%%

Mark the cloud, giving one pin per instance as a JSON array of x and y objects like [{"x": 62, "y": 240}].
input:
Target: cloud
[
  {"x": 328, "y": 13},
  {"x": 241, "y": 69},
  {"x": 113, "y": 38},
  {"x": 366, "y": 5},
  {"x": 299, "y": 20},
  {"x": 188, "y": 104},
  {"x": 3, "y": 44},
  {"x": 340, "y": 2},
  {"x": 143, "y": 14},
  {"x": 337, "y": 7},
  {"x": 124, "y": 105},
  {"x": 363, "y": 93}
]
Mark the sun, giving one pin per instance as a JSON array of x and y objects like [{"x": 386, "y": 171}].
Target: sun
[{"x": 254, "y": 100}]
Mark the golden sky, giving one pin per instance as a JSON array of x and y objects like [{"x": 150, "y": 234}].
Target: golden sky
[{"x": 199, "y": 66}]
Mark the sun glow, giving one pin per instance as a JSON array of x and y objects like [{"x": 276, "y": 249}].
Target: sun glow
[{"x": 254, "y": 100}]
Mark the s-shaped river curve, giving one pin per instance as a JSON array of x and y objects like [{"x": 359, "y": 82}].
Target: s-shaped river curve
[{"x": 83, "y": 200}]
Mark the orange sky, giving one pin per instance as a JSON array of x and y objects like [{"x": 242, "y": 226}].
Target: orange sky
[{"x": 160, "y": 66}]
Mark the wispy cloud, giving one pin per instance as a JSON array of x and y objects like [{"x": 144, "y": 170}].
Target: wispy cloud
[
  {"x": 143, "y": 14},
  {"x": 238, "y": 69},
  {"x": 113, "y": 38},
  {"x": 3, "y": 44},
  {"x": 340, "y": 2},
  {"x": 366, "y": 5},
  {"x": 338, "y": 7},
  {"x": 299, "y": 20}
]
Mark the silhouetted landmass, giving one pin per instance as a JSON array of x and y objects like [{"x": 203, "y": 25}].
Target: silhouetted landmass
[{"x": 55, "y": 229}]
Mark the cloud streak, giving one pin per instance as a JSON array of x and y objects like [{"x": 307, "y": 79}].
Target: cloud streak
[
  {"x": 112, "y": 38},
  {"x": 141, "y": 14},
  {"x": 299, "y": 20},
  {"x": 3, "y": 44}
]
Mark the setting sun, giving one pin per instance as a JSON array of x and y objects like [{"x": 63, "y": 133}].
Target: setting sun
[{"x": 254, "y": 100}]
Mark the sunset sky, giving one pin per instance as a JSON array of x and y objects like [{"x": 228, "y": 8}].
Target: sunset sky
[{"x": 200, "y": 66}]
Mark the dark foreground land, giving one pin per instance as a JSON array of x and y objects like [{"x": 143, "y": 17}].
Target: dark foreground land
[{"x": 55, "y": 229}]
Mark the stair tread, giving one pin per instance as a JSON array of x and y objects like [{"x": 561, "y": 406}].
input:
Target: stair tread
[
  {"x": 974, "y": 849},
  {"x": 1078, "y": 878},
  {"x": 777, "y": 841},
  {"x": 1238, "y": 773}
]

%%

WHAT IS NEEDED
Your reply should be every line of the material, transcribed exactly.

SOLUTION TO THE PROBLEM
Mark the cloud, giving one pin per instance as a JSON array of x and y objects like [{"x": 62, "y": 240}].
input:
Target: cloud
[
  {"x": 328, "y": 13},
  {"x": 241, "y": 69},
  {"x": 113, "y": 38},
  {"x": 366, "y": 5},
  {"x": 299, "y": 20},
  {"x": 188, "y": 104},
  {"x": 3, "y": 44},
  {"x": 340, "y": 2},
  {"x": 143, "y": 14},
  {"x": 337, "y": 7},
  {"x": 124, "y": 105},
  {"x": 363, "y": 93}
]
Mark the sun, giving one pin per instance as a JSON array of x and y objects like [{"x": 386, "y": 171}].
Target: sun
[{"x": 254, "y": 100}]
Mark the golden sky, giving one pin per instance as a JSON array of x and y objects like [{"x": 150, "y": 234}].
Target: golden sky
[{"x": 199, "y": 66}]
Mark the sun glow, giving one pin per instance as a JSON array of x and y objects like [{"x": 276, "y": 249}].
Target: sun glow
[{"x": 254, "y": 100}]
Mark the s-shaped river curve, giving one pin per instance as a JSON array of x and y objects like [{"x": 359, "y": 82}].
Target: s-shaped river curve
[{"x": 83, "y": 200}]
Mark the orange sky, giving one pin per instance as a JSON array of x and y objects like [{"x": 242, "y": 226}].
Target: orange sky
[{"x": 160, "y": 66}]
Mark the wispy cloud, giving one pin per instance as a JSON array of x and y objects like [{"x": 144, "y": 170}].
Target: wispy cloud
[
  {"x": 143, "y": 14},
  {"x": 238, "y": 69},
  {"x": 113, "y": 38},
  {"x": 3, "y": 44},
  {"x": 340, "y": 2},
  {"x": 366, "y": 5},
  {"x": 338, "y": 7},
  {"x": 299, "y": 20}
]
Mark the silhouetted landmass, giving one pin per instance as a JSON array of x and y objects like [{"x": 203, "y": 25}].
Target: silhouetted landmass
[{"x": 55, "y": 229}]
Mark the cloud streak, giving one pin per instance as a JSON array of x and y objects like [{"x": 307, "y": 79}].
Target: cloud streak
[
  {"x": 112, "y": 38},
  {"x": 141, "y": 14},
  {"x": 299, "y": 20},
  {"x": 3, "y": 44}
]
Mark the setting sun, giving one pin per instance as a JSON array of x and y objects like [{"x": 63, "y": 133}].
Target: setting sun
[{"x": 254, "y": 100}]
Mark the sunset sky, giving one pin per instance as a JSON array of x and y objects like [{"x": 228, "y": 8}].
Target: sunset sky
[{"x": 200, "y": 66}]
Mark the dark foreground land, giving one pin per instance as a JSON array of x and y objects like [{"x": 143, "y": 17}].
Target: dark foreground land
[{"x": 55, "y": 229}]
Mark the stair tread, giving one pin per instance as a JSON array of x and y objects like [{"x": 561, "y": 406}].
input:
Target: stair tread
[
  {"x": 974, "y": 849},
  {"x": 1078, "y": 878},
  {"x": 777, "y": 841},
  {"x": 1238, "y": 773}
]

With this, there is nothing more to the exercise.